> [Task directions]
Where in the data below does the word "face" appear? Copy each line that holds it.

> [Data section]

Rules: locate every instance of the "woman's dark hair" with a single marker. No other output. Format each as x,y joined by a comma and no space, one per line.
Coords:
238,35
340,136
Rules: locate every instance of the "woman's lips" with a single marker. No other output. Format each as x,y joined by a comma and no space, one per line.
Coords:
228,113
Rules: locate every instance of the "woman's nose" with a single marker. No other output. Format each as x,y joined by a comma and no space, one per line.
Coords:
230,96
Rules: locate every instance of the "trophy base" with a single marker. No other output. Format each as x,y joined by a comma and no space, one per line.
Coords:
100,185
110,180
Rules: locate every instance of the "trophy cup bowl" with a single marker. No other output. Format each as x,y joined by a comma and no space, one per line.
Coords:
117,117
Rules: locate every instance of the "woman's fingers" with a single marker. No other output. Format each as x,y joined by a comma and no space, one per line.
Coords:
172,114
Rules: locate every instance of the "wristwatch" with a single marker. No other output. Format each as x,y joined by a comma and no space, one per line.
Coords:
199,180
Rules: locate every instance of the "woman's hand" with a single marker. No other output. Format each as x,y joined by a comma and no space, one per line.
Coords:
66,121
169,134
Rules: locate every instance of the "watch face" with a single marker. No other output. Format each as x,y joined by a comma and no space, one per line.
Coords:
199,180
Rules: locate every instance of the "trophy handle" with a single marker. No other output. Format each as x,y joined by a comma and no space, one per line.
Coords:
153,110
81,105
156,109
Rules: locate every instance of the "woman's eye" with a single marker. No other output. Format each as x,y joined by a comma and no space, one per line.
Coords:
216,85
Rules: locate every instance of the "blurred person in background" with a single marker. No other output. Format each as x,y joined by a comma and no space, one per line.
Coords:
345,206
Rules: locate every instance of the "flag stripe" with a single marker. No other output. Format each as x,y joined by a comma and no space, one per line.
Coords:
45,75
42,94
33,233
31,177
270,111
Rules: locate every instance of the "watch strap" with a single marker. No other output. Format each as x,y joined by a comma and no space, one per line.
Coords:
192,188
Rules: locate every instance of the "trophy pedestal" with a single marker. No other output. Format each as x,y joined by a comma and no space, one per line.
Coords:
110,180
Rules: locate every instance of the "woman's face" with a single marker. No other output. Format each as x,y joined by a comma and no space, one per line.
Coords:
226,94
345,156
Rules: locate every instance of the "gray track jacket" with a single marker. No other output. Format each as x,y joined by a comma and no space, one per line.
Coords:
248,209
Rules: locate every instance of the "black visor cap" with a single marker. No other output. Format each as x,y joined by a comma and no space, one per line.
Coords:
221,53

> [Result of the task]
Rules: locate every instance of the "watch face" with a single marker. No other output. Format each as x,y joined by a comma and no space, one per line.
Rules: locate every instance of the "woman's face" with a single marker. No other output. Format each as x,y joined by a comma and no space, one per line.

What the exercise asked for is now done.